— Begin —

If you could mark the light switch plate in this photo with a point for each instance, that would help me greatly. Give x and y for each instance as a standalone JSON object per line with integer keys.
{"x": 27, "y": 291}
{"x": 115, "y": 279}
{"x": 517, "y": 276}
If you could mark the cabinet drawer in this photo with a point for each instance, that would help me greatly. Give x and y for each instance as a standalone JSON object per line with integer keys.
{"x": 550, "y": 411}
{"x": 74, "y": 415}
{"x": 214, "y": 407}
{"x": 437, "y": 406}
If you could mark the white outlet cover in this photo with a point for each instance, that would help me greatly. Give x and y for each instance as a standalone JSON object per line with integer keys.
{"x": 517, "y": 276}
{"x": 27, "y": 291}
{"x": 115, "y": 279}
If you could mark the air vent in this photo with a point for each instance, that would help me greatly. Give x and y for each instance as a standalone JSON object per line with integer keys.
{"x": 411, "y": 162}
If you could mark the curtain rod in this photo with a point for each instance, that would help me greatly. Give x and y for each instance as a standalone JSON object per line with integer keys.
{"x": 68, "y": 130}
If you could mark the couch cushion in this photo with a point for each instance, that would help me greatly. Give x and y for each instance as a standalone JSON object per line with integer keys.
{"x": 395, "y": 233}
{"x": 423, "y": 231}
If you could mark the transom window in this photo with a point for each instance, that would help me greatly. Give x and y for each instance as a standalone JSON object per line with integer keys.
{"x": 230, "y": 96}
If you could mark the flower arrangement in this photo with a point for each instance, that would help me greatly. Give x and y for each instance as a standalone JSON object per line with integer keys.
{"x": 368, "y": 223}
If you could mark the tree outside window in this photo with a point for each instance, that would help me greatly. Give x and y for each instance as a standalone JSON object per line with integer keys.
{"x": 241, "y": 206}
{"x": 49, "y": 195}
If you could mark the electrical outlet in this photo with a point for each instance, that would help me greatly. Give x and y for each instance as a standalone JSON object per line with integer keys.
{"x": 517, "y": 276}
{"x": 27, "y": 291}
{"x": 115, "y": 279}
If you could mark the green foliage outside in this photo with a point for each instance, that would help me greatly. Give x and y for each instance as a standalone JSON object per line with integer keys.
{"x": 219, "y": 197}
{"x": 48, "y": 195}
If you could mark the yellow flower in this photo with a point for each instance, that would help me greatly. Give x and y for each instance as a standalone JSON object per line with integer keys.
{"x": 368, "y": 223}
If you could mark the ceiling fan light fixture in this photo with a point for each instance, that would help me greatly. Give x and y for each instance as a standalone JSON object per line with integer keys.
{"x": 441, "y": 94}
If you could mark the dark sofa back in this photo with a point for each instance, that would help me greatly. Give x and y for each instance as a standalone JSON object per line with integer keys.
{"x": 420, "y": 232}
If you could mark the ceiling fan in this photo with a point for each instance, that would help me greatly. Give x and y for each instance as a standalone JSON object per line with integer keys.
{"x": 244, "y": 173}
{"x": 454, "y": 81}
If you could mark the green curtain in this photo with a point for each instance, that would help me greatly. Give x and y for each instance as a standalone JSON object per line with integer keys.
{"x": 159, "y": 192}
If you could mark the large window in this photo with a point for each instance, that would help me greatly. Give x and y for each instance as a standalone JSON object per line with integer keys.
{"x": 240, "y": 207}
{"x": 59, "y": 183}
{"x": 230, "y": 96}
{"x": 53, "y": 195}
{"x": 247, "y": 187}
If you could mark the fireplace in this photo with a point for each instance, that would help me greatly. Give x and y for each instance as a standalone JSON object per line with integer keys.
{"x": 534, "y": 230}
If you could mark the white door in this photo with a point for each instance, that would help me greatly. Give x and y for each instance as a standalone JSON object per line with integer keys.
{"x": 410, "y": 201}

— End —

_PROBLEM TO SOLVE_
Make a verbatim copy of every entry shown above.

_TASK SOLUTION_
If you could mark the light switch plate in this photo with a point for each instance, that would help me greatly. Give x and y for each instance as a standalone JSON object per line with integer keys.
{"x": 27, "y": 291}
{"x": 115, "y": 279}
{"x": 517, "y": 276}
If you could mark the cabinet drawer in this photo with a point for each instance, that would help me greatly. Give x and y for each instance as a standalone JSON object per line with integer keys.
{"x": 550, "y": 411}
{"x": 74, "y": 415}
{"x": 214, "y": 407}
{"x": 437, "y": 406}
If you could mark the white outlet cover in this photo with a point for each instance, that would help me greatly. Give x and y for each instance as a standalone JSON object per line with integer keys.
{"x": 517, "y": 276}
{"x": 27, "y": 291}
{"x": 115, "y": 279}
If you could mark the air vent in this photo with a point for each instance, that would help me greatly. Give x and y for each instance as a standalone JSON object per line with integer keys.
{"x": 411, "y": 162}
If you could mark the curtain rod in this photo with a point for each instance, that would help me greatly. Give x and y for each instance as a standalone JSON object per line with integer keys.
{"x": 68, "y": 130}
If you could mark the couch cushion in this photo with a point for each instance, that would help me greatly. Give x and y for each instance as a standalone JSON object per line with integer keys.
{"x": 395, "y": 233}
{"x": 423, "y": 231}
If you could mark the transom window in this photo with a point for each instance, that would help me greatly. Give x and y for each instance as a standalone JSON object per line with integer keys.
{"x": 230, "y": 96}
If you could mark the flower arrangement in this photo with a point for each instance, that would help me greatly. Give x and y for each instance as a standalone JSON object per line with integer keys.
{"x": 368, "y": 223}
If you could mark the tree outside window in this photo with a point for each instance, that would help me greatly. Give x and y for each instance as a standalone JSON object per line with integer keys.
{"x": 241, "y": 206}
{"x": 49, "y": 195}
If you could mark the electrical outlet in this photo with a point for each instance, that would help me greatly. Give x and y for each instance as a standalone JSON object per line with integer keys.
{"x": 517, "y": 276}
{"x": 27, "y": 291}
{"x": 115, "y": 279}
If you could mark the green foliage outside in this photo with a point for each instance, that would help me greatly. Give x and y for each instance as a standalone JSON object per line with integer keys.
{"x": 219, "y": 197}
{"x": 48, "y": 195}
If you could mark the yellow flower in this photo with a point for each instance, that would help me greatly. Give x and y for each instance as a standalone JSON object per line with integer keys.
{"x": 368, "y": 223}
If you could mark the ceiling fan light fixture in this photo with a point for each instance, that would help me greatly. Give x and y for each instance as a standalone JSON object per line with integer keys.
{"x": 441, "y": 94}
If you could mark the dark sofa back in this photo with a point for each instance, that would help me greatly. Give x and y for each instance as a standalone JSON object per line with integer keys.
{"x": 420, "y": 232}
If you could mark the ceiling fan in this photo with a point for each instance, that would help me greatly. Give x and y for each instance as a standalone JSON object per line with integer keys.
{"x": 244, "y": 173}
{"x": 454, "y": 81}
If you could mark the green curtain in this photo with a point for each instance, that would help me greatly. Give x and y for each instance as a standalone JSON object per line with integer keys.
{"x": 159, "y": 192}
If you could mark the large window in this photo with a point for each instance, that would help me greatly. Give x and y for each instance as a standalone JSON object per line with integer keys.
{"x": 240, "y": 207}
{"x": 59, "y": 183}
{"x": 230, "y": 96}
{"x": 53, "y": 195}
{"x": 247, "y": 187}
If you could mark the fireplace in this photo with a point for each instance, that would help me greatly. Give x and y for each instance as a standalone JSON object per line with integer keys.
{"x": 534, "y": 230}
If you could mark the white door in this photo with a point for each instance, that would help me greatly. Give x and y for each instance as a standalone JSON object per line with integer keys.
{"x": 410, "y": 201}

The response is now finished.